(Referring expression data)

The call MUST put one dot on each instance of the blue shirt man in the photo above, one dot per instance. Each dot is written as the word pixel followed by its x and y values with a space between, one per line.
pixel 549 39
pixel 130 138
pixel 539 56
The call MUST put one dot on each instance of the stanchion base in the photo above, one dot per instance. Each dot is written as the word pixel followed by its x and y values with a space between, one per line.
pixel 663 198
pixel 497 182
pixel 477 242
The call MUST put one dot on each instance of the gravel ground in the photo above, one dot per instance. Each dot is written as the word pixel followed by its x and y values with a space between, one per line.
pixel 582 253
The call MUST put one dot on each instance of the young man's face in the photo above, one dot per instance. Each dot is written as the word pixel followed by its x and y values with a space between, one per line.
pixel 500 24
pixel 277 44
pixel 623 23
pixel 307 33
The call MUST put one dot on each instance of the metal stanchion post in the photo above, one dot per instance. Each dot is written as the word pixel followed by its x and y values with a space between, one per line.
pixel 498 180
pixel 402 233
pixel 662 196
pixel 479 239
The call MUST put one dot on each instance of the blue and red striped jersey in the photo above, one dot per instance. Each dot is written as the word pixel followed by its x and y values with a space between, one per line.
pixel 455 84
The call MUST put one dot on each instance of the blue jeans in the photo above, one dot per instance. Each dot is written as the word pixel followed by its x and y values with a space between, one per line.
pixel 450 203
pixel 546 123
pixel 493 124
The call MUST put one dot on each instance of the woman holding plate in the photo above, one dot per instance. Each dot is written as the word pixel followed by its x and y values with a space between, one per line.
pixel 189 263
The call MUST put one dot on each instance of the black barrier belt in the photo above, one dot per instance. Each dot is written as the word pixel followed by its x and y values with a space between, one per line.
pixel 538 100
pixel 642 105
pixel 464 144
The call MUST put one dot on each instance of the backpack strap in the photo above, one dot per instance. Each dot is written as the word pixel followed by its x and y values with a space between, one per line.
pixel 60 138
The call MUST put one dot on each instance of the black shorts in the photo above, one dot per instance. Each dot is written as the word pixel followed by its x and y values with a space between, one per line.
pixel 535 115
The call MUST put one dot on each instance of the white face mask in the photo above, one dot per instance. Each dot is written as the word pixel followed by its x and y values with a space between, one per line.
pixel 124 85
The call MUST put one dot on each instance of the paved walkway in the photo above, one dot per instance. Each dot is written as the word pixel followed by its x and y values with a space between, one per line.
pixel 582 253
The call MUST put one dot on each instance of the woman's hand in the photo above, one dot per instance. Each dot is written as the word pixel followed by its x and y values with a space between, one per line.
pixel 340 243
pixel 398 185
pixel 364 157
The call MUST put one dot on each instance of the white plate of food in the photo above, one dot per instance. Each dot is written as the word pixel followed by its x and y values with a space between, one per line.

→ **REQUIREMENT**:
Write out the records in full, exactly as they appear above.

→ **RESULT BELOW**:
The call MUST put one dot on each instance of the blue shirt man in the photo above, one dot per instance. Each dot is written as the word pixel followed by its x and y values with a space between, one per line.
pixel 549 39
pixel 130 138
pixel 539 56
The call MUST put one dot on each instance of the stanchion base in the photo above, one dot per instance. Each dot is written as the word pixel followed by its x and y values with a space between, one per line.
pixel 663 198
pixel 497 182
pixel 477 242
The call MUST put one dot on each instance of the gravel ground in the photo above, one dot per instance. Each dot is written as the word pixel followed by its x and y values with a space between, one per line.
pixel 582 253
The call MUST put one dot on each instance of the young man's face in the photo above, one dot per instance. Each dot is written as the word pixel followed by its x and y values with a space between, one per line.
pixel 500 24
pixel 277 44
pixel 623 23
pixel 307 33
The call MUST put one dot on each instance of the metal stanchion post in the photo above, one dot per instance. Each dot is written as the word pixel followed by its x and y values with a space between, one per line.
pixel 498 180
pixel 402 233
pixel 662 196
pixel 479 239
The call MUST put one dot on each instance of the blue and red striped jersey in the photo above, one dot per instance. Each dot is written as the word pixel followed by its x and y values with a space between, one per line.
pixel 455 84
The call MUST put one dot on each instance of the blue jeans in the photo above, one dot per instance. Each dot is written as the word pixel followed by its x and y values with a space between, one per line.
pixel 450 203
pixel 546 123
pixel 493 124
The call MUST put one dot on each instance of the woman holding plate in the photo above, one dot per instance. Each dot is written as the word pixel followed by its x and y values with a space between, one per line.
pixel 189 263
The call MUST put one dot on each instance of the black barrier belt in the photo above, one dot per instance. Each dot is written as the word pixel followed by its x and y values with a space between, one per line.
pixel 538 100
pixel 642 105
pixel 464 144
The call MUST put one dot on each instance of the backpack strap in the photo above, one dot per instance. Each dot is written as the word pixel followed by its x and y values with a space between, one per line.
pixel 60 138
The call MUST put one dot on each instance of the black shorts in the photo above, one dot per instance. Each dot is written as the word pixel followed by its x and y values with a space between, one per line.
pixel 535 115
The call MUST put one dot on each instance of the white face mask in the photo above, one dot per instance. Each dot is written as the word pixel followed by its x and y values with a space between, one per line.
pixel 124 85
The call MUST put one dot on each instance of the paved walkway in the photo above, one dot per instance. Each dot is written as the word pixel followed by its x and y values with a space between, one per line.
pixel 582 253
The call MUST put one dot on each instance of the woman's hand in the photo above, one dot per instance. Each dot is written as the word pixel followed by its x and y values with a space between, one per line.
pixel 340 243
pixel 398 185
pixel 364 157
The call MUST put one dot on each instance of the white plate of food in the photo above, one dot per instance. Each dot is written as the word pixel followed by its x and y values with a space between, one per line.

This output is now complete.